(Data extracts)

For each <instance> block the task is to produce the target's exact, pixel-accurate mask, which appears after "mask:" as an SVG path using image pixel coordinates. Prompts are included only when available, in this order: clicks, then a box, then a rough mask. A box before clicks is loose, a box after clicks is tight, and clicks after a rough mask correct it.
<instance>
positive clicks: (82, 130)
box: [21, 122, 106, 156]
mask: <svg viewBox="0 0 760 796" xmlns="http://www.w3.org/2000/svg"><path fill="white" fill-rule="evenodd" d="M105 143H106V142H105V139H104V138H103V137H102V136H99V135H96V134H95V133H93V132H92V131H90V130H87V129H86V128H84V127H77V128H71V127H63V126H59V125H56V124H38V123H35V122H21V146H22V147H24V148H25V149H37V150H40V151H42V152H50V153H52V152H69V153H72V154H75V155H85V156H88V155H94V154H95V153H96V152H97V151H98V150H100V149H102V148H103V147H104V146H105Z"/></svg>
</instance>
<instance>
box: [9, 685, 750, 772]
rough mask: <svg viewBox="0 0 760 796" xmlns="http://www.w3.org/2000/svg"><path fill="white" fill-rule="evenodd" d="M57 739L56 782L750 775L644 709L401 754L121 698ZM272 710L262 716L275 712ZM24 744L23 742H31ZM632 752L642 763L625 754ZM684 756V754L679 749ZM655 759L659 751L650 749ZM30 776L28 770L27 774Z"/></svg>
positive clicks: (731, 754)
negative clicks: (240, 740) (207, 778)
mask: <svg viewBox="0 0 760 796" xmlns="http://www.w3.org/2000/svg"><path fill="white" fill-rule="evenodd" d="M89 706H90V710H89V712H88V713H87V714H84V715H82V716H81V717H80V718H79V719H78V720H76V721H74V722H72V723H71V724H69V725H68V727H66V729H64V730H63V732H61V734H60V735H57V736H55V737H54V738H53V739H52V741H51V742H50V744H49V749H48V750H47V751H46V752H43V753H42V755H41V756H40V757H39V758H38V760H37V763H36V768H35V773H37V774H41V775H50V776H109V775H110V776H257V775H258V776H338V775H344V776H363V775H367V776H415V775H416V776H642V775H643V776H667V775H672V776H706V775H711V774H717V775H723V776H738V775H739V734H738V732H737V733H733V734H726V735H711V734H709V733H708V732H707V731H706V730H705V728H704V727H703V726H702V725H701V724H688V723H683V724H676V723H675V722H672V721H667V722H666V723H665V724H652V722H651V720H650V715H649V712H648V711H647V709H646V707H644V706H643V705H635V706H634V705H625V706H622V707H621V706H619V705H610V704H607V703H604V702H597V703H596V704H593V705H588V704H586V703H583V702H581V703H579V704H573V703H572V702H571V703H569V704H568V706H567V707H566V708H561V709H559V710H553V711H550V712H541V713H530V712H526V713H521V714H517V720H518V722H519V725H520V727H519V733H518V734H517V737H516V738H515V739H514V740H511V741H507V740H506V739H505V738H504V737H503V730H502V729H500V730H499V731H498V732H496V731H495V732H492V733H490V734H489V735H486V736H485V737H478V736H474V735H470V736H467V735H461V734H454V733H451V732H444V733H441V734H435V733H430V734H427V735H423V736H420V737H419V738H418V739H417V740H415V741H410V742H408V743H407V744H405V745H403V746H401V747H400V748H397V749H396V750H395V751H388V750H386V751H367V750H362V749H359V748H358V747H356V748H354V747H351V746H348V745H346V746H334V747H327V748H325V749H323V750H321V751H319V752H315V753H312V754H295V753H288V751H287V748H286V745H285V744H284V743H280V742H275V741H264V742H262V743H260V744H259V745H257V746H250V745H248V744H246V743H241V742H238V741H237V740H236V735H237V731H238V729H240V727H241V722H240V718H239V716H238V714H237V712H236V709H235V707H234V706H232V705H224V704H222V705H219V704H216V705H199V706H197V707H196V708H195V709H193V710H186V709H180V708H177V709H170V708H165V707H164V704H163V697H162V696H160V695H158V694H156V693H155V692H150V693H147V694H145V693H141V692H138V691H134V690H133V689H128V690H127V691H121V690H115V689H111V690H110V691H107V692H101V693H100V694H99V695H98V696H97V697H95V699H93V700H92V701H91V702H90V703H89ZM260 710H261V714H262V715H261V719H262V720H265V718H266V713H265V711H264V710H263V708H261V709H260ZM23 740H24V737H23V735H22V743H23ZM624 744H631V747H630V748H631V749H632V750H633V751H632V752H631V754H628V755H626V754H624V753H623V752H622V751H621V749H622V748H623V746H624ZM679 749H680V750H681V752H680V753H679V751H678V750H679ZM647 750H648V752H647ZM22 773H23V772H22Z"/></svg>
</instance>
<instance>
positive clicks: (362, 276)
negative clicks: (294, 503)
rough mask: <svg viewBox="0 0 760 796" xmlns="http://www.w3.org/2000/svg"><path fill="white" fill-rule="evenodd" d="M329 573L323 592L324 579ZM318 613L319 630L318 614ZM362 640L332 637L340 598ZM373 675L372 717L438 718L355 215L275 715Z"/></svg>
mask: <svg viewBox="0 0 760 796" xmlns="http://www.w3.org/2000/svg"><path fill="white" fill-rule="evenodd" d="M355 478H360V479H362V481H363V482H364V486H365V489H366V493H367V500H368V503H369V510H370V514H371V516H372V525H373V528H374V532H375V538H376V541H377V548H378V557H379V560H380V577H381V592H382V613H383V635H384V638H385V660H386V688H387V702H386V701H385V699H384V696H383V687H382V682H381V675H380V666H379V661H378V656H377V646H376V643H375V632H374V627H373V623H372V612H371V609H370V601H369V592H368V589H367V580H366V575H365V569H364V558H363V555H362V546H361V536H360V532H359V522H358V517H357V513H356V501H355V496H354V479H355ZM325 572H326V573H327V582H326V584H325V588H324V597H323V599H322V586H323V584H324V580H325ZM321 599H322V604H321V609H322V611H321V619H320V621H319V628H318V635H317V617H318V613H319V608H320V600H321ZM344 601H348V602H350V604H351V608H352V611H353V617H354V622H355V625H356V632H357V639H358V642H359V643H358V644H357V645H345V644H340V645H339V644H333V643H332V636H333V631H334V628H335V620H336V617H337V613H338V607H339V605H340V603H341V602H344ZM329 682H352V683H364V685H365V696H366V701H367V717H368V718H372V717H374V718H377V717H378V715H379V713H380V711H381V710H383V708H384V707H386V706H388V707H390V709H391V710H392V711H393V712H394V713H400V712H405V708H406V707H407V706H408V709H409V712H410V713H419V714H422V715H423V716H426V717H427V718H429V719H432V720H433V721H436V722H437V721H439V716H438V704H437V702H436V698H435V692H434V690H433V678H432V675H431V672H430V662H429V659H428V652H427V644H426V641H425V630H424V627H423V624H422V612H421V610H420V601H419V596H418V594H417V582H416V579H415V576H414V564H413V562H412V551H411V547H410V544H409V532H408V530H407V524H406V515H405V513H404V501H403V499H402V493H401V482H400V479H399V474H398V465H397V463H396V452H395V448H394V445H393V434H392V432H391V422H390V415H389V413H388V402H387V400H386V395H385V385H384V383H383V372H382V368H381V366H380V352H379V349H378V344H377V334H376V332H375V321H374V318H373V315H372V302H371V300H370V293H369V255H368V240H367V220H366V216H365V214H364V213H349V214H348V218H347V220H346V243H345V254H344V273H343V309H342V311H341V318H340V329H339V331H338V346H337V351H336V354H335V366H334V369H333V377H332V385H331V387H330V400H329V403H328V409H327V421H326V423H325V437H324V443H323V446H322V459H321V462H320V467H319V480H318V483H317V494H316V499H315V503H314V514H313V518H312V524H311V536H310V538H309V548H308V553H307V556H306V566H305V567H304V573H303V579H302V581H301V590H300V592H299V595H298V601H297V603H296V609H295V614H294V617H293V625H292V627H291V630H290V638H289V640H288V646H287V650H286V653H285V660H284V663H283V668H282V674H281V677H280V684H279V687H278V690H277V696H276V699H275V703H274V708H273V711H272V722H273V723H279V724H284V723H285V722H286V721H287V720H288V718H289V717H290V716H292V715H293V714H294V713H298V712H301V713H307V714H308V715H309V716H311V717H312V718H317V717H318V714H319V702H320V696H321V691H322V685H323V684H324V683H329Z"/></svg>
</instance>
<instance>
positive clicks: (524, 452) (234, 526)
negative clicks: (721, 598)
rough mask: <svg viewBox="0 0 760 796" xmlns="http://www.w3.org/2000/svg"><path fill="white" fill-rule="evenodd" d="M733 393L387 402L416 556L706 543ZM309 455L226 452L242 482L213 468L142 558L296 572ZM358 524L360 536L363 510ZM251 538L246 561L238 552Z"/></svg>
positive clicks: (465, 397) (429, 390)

(End Data extracts)

### Exercise brief
From the listing above, extract every line that contains the string "positive". Treat uppercase and lowercase as different.

### Solution for this exercise
positive clicks: (82, 130)
positive clicks: (731, 754)
positive clicks: (362, 276)
positive clicks: (524, 452) (234, 526)
positive clicks: (465, 397) (429, 390)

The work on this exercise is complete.